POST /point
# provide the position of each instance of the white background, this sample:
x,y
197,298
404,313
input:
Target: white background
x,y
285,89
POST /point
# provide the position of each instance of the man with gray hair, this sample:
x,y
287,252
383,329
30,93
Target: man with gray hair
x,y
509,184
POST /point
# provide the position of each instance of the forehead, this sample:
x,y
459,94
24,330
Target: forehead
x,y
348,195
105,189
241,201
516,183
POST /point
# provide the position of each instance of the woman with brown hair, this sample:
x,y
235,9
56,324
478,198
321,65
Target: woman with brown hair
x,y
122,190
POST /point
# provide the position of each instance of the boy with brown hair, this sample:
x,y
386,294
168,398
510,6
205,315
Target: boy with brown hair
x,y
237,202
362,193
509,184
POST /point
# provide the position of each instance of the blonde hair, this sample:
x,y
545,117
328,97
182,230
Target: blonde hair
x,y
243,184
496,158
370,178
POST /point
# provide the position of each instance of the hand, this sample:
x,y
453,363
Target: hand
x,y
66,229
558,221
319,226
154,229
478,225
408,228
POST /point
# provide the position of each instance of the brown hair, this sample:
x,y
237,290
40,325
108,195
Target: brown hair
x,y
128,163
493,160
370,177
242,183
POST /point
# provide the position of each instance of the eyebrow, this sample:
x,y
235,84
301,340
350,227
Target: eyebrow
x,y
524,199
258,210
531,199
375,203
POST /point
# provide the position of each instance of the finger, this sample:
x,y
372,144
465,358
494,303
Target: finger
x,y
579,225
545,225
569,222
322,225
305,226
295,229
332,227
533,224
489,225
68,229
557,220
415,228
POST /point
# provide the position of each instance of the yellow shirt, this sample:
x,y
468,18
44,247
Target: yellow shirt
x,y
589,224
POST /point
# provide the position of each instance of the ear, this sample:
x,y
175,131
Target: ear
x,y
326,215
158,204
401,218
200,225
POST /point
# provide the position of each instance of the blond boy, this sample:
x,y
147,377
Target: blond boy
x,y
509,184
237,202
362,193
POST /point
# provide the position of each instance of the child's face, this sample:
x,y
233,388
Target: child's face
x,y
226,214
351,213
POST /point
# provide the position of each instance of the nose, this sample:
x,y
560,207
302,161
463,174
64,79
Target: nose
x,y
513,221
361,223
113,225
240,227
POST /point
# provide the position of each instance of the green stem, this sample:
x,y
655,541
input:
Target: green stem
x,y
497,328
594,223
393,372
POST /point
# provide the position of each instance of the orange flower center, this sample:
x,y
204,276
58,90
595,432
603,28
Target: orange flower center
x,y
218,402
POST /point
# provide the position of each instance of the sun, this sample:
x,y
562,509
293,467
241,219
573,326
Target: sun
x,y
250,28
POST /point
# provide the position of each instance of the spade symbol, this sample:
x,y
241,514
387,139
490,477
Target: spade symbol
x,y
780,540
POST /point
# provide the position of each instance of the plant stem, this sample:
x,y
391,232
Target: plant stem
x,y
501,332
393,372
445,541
-----
### What to work on
Exactly as shown, give every record again.

### Exercise answer
POST /point
# provide the position of each instance of the white background, this sample:
x,y
197,298
404,313
input:
Target: white background
x,y
285,89
POST /point
# provide the position of each instance of the man with gray hair, this sample:
x,y
287,252
383,329
30,93
Target: man with gray hair
x,y
509,184
POST /point
# provide the position of each instance of the forehead, this sample:
x,y
459,94
24,330
Target: forehead
x,y
348,195
105,189
241,201
516,183
POST /point
# provide the position of each instance of the woman with brown hair, this sample:
x,y
235,9
56,324
478,198
321,65
Target: woman with brown hair
x,y
122,190
POST /point
# provide the position of each instance of the boy with brown hair, this sample:
x,y
386,294
168,398
510,6
205,315
Target: boy with brown hair
x,y
237,202
362,193
509,184
POST /point
# provide the position of each instance of the blonde hair, this sample:
x,y
545,117
328,97
182,230
Target: blonde hair
x,y
243,184
496,158
370,178
POST /point
# provide the position of each instance of the hand, this sample:
x,y
453,363
Target: hand
x,y
66,229
558,221
319,226
154,229
478,225
408,228
POST /point
# provide the position of each instance of the brown hair, this sample:
x,y
237,290
40,325
108,195
Target: brown hair
x,y
128,163
493,160
370,177
242,183
POST /point
# provide the position of each instance of the eyebrow, this sample:
x,y
235,84
301,340
350,227
Target: eyebrow
x,y
524,199
258,210
531,199
375,203
POST /point
# provide the position of each instance of the finger, this sample:
x,y
372,144
465,358
494,303
Target: finger
x,y
579,225
545,225
569,222
322,225
305,226
295,229
332,227
533,224
489,225
68,229
557,220
415,228
POST /point
# provide the position of each instance of the yellow shirt, this sample:
x,y
468,18
44,247
Target: yellow shirt
x,y
589,224
POST /point
# provide the position of each instance of the ear, this sample:
x,y
175,131
Target: ear
x,y
326,215
158,204
401,218
200,225
POST /point
# provide the position of each instance of the blond boy, this sample:
x,y
147,377
Target: blond boy
x,y
509,184
237,202
362,193
POST /point
# provide the position of each instance of the child's face, this sample:
x,y
233,388
Target: child's face
x,y
226,214
351,213
POST /point
# provide the position of each instance of the nose, this sample:
x,y
560,207
302,161
463,174
64,79
Target: nose
x,y
513,221
361,223
113,225
240,227
POST /point
# provide the position of each instance of the green stem, this sample:
x,y
655,541
input:
Target: green stem
x,y
497,328
594,223
393,372
POST /point
# provide the position of each instance of the orange flower center, this sample:
x,y
204,276
58,90
595,432
603,28
Target: orange flower center
x,y
218,402
POST /point
# provide the position of each instance of the sun, this sample:
x,y
562,509
293,467
241,219
573,326
Target: sun
x,y
250,28
POST /point
# provide the position of each instance of the spade symbol, this sample:
x,y
241,514
387,139
490,477
Target: spade symbol
x,y
780,540
POST /point
# provide the position of each instance of the plant stem, this sample:
x,y
391,232
Target: plant stem
x,y
501,332
393,372
445,541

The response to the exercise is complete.